ЗАДАНИЯ:
(1) Перепишите фрагмент текста, который открывается словами, содержащими «Выпивали в двух», и завершается словами «и моя мама.», заменив «софиты» на «прожекторы».
(2) Согласно тексту, подшивки какого журнала первыми попались на глаза на полках республиканского клуба?

ТЕКСТ:
Зациклился на полупрозрачных крыльях. Возможно из-за их символизма. Несколько раз снимал их на заброшенном элеваторе. И себя снимал (просил на кнопку нажимать другого человека), и брата (на фото). Сейчас, когда стал писать эти истории, удивился, что снимал так много мужчин. Думаю, это потому что в начале моего увлечения фотографией уговорить сфоткаться девушку мне было сложно. Но, собственно, пост про мое окружение, как обещал.
Спустя несколько месяцев моего регулярного посещения фотоклуба, что существовал при дворце культуры одного крупного предприятия, руководитель предложил мне посетить еженедельное собрание республиканского клуба. Был и польщен и смущен этим приглашением, но пошел. Первое что я увидел на полках клуба, были не журналы и альбомы, а подшивки журнала «Вопросы философии». Очень странно. Спустя некоторое время я понял, что клубные разговоры о фотографии и искусстве перемежаются с размышлениями о жизни, упоминаниями о Хайдеггере, Мариенгофе и других людях со сложными, незапоминающимися фамилиями. Особенно задушевно-умные разговоры случались, когда в клубе выпивали.
Выпивали в двух режимах: а) камерно, при сумеречно-интимном освещении; б) по законному поводу, например 23 февраля. Во втором случае была процедура установки правильного света. Сергей, руководитель республиканского клуба, не разрешал прикладываться к первой рюмке, пока не создавал мягкое освещение, направив софиты в потолок. Позже и я полюбил такой свет, и моя мама.
В конце концов, до меня донесли, что я трусь среди апологетов «аналитической фотографии», тесно сотрудничающей с группой «метафизической фотографии» (обе группы гуглятся). Слово «фотохудожник» было матерное (до сих пор его не использую и не люблю). Выражение: «фотография должна быть красивая» - осмеивалось. Ценились «достаточно мерзкие фотографии», и не ценились «недостаточно мерзкие». Красивые, фотооткрыточные изображения презирались в любом жанре, от пейзажа до ню. Я вроде как всё понял и начал снимать так, чтобы понравиться старшим товарищам.

ИСХОДНЫЕ ДАННЫЕ:
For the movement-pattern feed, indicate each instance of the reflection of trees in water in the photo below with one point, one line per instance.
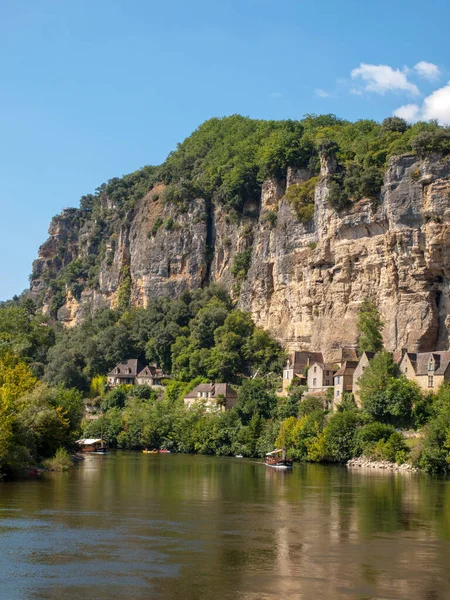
(202, 527)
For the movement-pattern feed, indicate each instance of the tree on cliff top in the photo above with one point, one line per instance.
(370, 328)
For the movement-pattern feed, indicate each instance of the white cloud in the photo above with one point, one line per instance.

ОТВЕТЫ ПО ПОРЯДКУ:
(1)
Выпивали в двух режимах: а) камерно, при сумеречно-интимном освещении; б) по законному поводу, например 23 февраля. Во втором случае была процедура установки правильного света. Сергей, руководитель республиканского клуба, не разрешал прикладываться к первой рюмке, пока не создавал мягкое освещение, направив прожекторы в потолок. Позже и я полюбил такой свет, и моя мама.

(2) Подшивки журнала «Вопросы философии».